(Records begins)
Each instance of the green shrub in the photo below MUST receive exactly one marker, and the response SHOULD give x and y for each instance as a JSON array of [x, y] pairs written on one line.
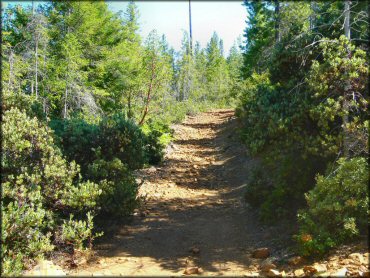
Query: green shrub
[[157, 136], [79, 232], [277, 185], [338, 208], [36, 183], [123, 139], [258, 187], [77, 139], [119, 188]]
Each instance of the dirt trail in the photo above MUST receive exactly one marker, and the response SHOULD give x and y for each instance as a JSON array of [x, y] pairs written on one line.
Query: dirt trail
[[195, 199]]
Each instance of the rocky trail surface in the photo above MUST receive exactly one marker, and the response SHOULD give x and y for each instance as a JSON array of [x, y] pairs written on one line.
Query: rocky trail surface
[[194, 219]]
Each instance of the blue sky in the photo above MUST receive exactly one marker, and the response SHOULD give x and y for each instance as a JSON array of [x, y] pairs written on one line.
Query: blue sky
[[227, 18]]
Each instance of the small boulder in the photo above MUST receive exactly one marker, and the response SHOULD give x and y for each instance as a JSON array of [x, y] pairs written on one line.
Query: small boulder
[[274, 273], [316, 268], [299, 272], [297, 260], [195, 250], [261, 253], [152, 169], [193, 270], [357, 258], [320, 268], [267, 265], [45, 268], [340, 273]]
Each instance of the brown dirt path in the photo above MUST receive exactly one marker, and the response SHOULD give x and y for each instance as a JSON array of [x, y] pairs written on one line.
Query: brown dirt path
[[195, 199]]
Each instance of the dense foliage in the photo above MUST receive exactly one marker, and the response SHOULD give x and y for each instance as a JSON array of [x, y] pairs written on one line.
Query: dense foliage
[[303, 109], [40, 189], [87, 101]]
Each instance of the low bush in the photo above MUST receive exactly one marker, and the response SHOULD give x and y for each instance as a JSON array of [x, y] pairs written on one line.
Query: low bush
[[123, 139], [40, 189], [157, 136], [338, 208], [119, 188]]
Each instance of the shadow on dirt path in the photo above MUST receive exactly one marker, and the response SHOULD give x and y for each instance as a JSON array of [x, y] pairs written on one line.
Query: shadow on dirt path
[[194, 200]]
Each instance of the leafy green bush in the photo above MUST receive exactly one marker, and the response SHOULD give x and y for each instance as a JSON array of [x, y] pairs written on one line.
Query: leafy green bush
[[37, 183], [77, 139], [118, 185], [338, 208], [157, 136], [123, 139]]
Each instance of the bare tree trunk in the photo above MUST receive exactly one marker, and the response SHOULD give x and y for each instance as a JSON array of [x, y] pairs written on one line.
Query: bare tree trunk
[[348, 86], [313, 15], [129, 105], [277, 21], [11, 70], [36, 67], [190, 29], [148, 94], [65, 102]]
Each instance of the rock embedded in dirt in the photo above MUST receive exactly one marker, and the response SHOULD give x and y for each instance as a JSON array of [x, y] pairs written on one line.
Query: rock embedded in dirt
[[152, 169], [340, 273], [261, 253], [299, 272], [297, 260], [193, 270], [45, 268], [266, 265], [357, 258], [316, 268], [195, 250], [274, 273]]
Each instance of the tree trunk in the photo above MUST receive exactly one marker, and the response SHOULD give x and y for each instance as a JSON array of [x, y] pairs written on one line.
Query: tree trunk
[[148, 94], [277, 21], [348, 86], [36, 67], [65, 103]]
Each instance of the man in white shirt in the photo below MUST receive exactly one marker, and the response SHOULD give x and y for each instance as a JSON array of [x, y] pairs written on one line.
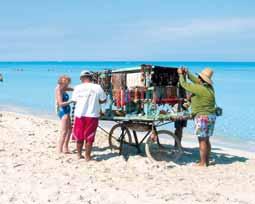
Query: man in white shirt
[[88, 97]]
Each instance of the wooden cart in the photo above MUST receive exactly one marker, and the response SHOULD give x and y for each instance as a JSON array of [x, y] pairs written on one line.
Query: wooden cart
[[160, 142]]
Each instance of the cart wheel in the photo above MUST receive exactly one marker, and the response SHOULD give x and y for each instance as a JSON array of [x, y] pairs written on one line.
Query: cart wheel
[[117, 132], [163, 148]]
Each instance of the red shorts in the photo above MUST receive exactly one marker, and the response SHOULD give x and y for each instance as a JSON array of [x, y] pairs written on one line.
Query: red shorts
[[85, 129]]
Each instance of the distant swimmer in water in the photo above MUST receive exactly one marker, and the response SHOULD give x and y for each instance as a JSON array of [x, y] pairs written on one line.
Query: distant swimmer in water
[[63, 111]]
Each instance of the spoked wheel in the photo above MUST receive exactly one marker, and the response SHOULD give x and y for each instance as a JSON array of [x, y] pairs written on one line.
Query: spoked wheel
[[120, 132], [163, 148]]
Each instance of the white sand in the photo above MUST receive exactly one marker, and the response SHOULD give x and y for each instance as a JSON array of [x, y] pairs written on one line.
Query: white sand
(Records ends)
## Exercise prompt
Your task is to repeat the records exactly. Images do not belong in the copy.

## Task output
Each instance of the green shrub in the photo below MUST receive exactly one marker, and the response SHOULD give x and y for each instance as a JSON array of [x, y] pairs written on one line.
Query: green shrub
[[157, 136], [79, 232], [277, 185], [338, 208], [36, 183], [123, 139], [258, 187], [77, 139], [119, 188]]
Each instance of the dirt trail in the photo above MUST receive exactly one marker, and the response SHOULD give x and y for each instance as a JSON array of [x, y] pairs written on one line.
Query: dirt trail
[[195, 199]]
Each instance of the rocky trail surface in the photo above MUST receive exactly one marker, and the response SHOULD give x and y for each instance as a JSON array of [x, y] pairs written on one line.
Query: rocky trail surface
[[194, 219]]
Each instance of the blue sky in the photo above MUST receive exactly one marker, and the response SHOULD give x and y for each instance as a JSON array of [x, y] pairs written on one line.
Query: blue sky
[[227, 18]]
Each instance of the small boulder in the photo above MUST receive exactly one marker, and the response SHOULD give x and y for each instance as a JSON array of [x, y] pairs written on one line.
Query: small boulder
[[274, 273], [316, 268], [299, 272], [297, 260], [195, 250], [261, 253], [152, 169], [193, 270], [357, 258], [320, 268], [267, 265], [45, 268], [340, 273]]
Each instance of the brown dirt path in the photo above MUST receive exactly one marker, and the response SHOULD give x and y for each instance as a JSON array of [x, y] pairs written on one line.
Query: brown dirt path
[[195, 199]]
Each instance of the dense foliage in the photo above MUST receive exactly one marker, and the response SHOULD give x and y for each instance as a JSON array of [x, y] pairs written on one line.
Query: dense foliage
[[303, 109], [40, 189], [87, 101]]
Each instance of the low bush in the photo above MUST receive exactly one marker, and the response SHOULD give x and y for each instance as a JSON array of [x, y] pairs written on one line.
Query: low bush
[[123, 139], [40, 189], [157, 136], [338, 208], [119, 188]]
Each instance of the shadow on dirt path in the photo above MUST receive exactly one marker, and the response SHOULD give x and y for each instance as a JSON array of [x, y] pairs written on one line.
Query: shadow on dirt path
[[194, 200]]
Each instance of the leafy green bush in the photo above MUST receive exactly one marker, and the response SHOULD give x and y for each instance as a JSON array of [x, y] pairs written on one line.
Query: leafy green bush
[[37, 183], [77, 139], [118, 185], [338, 208], [157, 136], [123, 139]]
Each instance of the bare tree trunk in the photo above MUST receive exactly one marker, and the response SHOULD give x and y for each instance as a JSON array of [x, y] pairs written on one line.
Query: bare tree trunk
[[348, 86], [313, 15], [129, 105], [277, 21], [11, 70], [36, 67], [190, 29], [148, 94], [65, 102]]
Each instance of the rock embedded in dirt in the photo above MUST receive exactly one marker, and the response SHOULD give x and y for each instance as a JSON array of [x, y] pairs written on one line.
Query: rock embedded in dirt
[[152, 169], [340, 273], [261, 253], [299, 272], [297, 260], [193, 270], [45, 268], [266, 265], [357, 258], [316, 268], [195, 250], [274, 273]]
Each instance of the tree trunk in the photo above MUST receive exactly one marker, and the response SHOULD give x and y for each instance as a JSON array of [x, y] pairs written on one line.
Query: tree trunk
[[148, 94], [277, 21], [348, 86], [36, 67], [65, 103]]
Each instance of the man in white shirt in the photo below MUST receive exactly one marker, and the response SHOULD give x and y for each instance as a JSON array of [x, y] pairs written on one line.
Query: man in white shirt
[[88, 97]]
Each instance of the wooden cart in the photo above MUST receive exactly one marker, and the response SHOULD give x and y for each instance as a JSON array of [x, y] pairs written on one line.
Query: wooden cart
[[160, 142]]
Each instance of the cart wheel in the photo above MUST receive exactly one marker, and the response SHOULD give x and y for each instance as a JSON array of [x, y] pairs written on one line.
Query: cart wheel
[[117, 132], [163, 148]]
Each instance of the red shorts in the photo above MUST receive exactly one marker, and the response SHOULD give x and y for each instance as a JSON array of [x, y] pairs written on one line.
Query: red shorts
[[85, 129]]
Each instance of the distant swimmer in water in the photo above MUST receive exactly one marker, and the response SHOULD give x and y for each instance as a JSON array of [x, y] pairs written on one line.
Query: distant swimmer in water
[[63, 111]]
Each instance of the spoked wheel in the photo above MUST receive exactly one marker, and the response SHOULD give x and y for each instance as a JSON array of [x, y] pairs written on one line.
Query: spoked wheel
[[120, 132], [163, 148]]
Each instance of the white sand in the photo above MUST receive exactly one marker, and the response SHOULD give x and y for each instance as a JSON array of [x, y] pairs written on one line.
Query: white sand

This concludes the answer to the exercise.